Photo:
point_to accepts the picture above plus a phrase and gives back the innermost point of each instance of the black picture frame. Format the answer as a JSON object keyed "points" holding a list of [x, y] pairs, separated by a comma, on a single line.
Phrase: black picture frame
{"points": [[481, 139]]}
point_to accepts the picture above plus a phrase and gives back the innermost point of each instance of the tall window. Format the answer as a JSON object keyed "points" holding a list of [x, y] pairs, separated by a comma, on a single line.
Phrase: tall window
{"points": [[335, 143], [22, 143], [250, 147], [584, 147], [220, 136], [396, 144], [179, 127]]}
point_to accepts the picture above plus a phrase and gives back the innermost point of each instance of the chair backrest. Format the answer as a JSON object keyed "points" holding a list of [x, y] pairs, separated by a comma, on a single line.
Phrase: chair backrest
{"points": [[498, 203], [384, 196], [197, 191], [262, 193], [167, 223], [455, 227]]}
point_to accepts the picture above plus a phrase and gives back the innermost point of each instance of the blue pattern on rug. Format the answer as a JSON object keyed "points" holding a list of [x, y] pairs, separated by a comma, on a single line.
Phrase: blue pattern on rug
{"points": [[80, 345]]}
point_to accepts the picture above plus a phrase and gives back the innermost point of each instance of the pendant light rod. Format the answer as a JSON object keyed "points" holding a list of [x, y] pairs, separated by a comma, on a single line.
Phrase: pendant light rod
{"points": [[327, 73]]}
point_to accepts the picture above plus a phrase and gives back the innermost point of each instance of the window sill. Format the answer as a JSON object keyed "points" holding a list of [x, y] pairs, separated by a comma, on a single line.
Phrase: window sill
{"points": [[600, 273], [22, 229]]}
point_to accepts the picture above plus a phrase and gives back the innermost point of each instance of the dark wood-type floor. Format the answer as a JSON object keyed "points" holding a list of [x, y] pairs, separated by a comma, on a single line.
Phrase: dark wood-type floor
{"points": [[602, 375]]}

※ ※ ※

▶ What the task requires:
Above are the records; retype every one exactly.

▶ Task solution:
Photo:
point_to accepts the picture above plus a phrase and gives back the innermost point of each instance of the black picture frame. Format the answer as a JSON object keyed "points" holding a list of [x, y] pairs, separated by a comma, on a single line.
Phrase: black picture frame
{"points": [[481, 139]]}
point_to accepts the picture above plus a phrase and gives back the innermost point of each instance of the tall window. Format the answer as a JSON object keyed "points" holding a list of [x, y] pairs, separated by a comma, on a single line.
Phrase: tall window
{"points": [[335, 143], [22, 143], [250, 147], [584, 147], [220, 136], [396, 144], [179, 127]]}
point_to accepts the picture above plus a phrase and gives back the innermost point of each instance of the chair backrest. Format the answer as a JSON object keyed "points" holding a list of [x, y] pairs, separated by a comma, on a single line.
Phrase: chair backrest
{"points": [[498, 203], [384, 196], [197, 191], [262, 193], [167, 223], [455, 227]]}
point_to accepts the picture above plus a phrase and gives back the innermost point of each instance of the blue pattern on rug. Format the answer as a JSON object keyed "points" holding a list of [x, y] pairs, separated by a comma, on a single line.
Phrase: blue pattern on rug
{"points": [[80, 345]]}
point_to accepts the picture above plus a phrase and gives back the innermost point of each instance of the pendant light rod. Format the answer as a JSON object keyed "points" holding a list of [x, y] pairs, separated by a comma, on a single line.
Phrase: pendant light rod
{"points": [[327, 73]]}
point_to accepts the picture above plus a phrase and gives back the innermost point of each instance of the window sill. Format the answer as a JSON object keyed "points" holding a list of [x, y] pairs, separated by a comma, on a single line.
Phrase: window sill
{"points": [[600, 273], [22, 229]]}
point_to accepts the picture above plus a phrase and gives back the innermost point of each instance of the dark wood-type floor. Format the answer as a JSON object keyed "points" holding a list of [x, y] pairs, separated by a comma, on a single line.
Phrase: dark wood-type floor
{"points": [[602, 375]]}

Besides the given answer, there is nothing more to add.